→ **SET EXERCISE**:
Gather every line below that contains the word "person" and copy each one in full. Case counts when matching.

→ **THE INPUT**:
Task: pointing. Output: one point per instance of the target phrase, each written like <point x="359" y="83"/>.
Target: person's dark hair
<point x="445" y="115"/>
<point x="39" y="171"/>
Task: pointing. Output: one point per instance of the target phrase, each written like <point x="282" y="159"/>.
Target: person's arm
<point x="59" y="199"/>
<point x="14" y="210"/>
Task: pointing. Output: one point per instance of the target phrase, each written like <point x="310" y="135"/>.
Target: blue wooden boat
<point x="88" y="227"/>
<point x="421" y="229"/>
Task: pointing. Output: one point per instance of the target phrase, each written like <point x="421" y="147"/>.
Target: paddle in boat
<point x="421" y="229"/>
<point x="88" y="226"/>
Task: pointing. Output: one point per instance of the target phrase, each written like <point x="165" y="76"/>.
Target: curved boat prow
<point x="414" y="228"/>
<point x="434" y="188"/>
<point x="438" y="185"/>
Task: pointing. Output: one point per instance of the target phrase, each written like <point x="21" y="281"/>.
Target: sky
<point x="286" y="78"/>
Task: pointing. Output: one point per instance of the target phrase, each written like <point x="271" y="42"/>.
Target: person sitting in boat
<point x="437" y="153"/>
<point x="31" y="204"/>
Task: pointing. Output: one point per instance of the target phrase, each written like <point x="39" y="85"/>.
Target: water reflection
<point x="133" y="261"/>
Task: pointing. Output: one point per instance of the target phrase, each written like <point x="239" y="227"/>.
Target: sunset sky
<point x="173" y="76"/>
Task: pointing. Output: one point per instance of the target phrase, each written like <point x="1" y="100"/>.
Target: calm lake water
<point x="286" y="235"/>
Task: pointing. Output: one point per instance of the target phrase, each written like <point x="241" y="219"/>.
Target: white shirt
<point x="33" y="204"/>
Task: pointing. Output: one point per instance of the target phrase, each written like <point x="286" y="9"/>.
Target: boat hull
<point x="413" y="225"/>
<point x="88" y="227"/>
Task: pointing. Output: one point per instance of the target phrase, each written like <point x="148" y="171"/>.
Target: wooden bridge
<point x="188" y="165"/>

→ **WRITTEN SOLUTION**:
Target: person's dark hair
Target: person's arm
Target: person sitting in boat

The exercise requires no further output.